- [Task brief]
Turn the listing below into a numbered list, leaving out any blank lines.

+++ Task input

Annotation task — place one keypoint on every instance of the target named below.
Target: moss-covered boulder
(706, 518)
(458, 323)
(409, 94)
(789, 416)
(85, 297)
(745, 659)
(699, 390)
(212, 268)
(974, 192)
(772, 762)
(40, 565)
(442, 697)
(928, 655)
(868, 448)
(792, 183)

++++++

- [Solution to this exercise]
1. Annotation task — place one keypoint on every instance of the target named below.
2. Target: moss-covered boulder
3. (706, 518)
4. (458, 323)
5. (409, 94)
6. (789, 416)
7. (85, 297)
8. (745, 659)
9. (699, 390)
10. (212, 268)
11. (974, 192)
12. (772, 762)
13. (40, 565)
14. (442, 697)
15. (928, 655)
16. (868, 448)
17. (792, 183)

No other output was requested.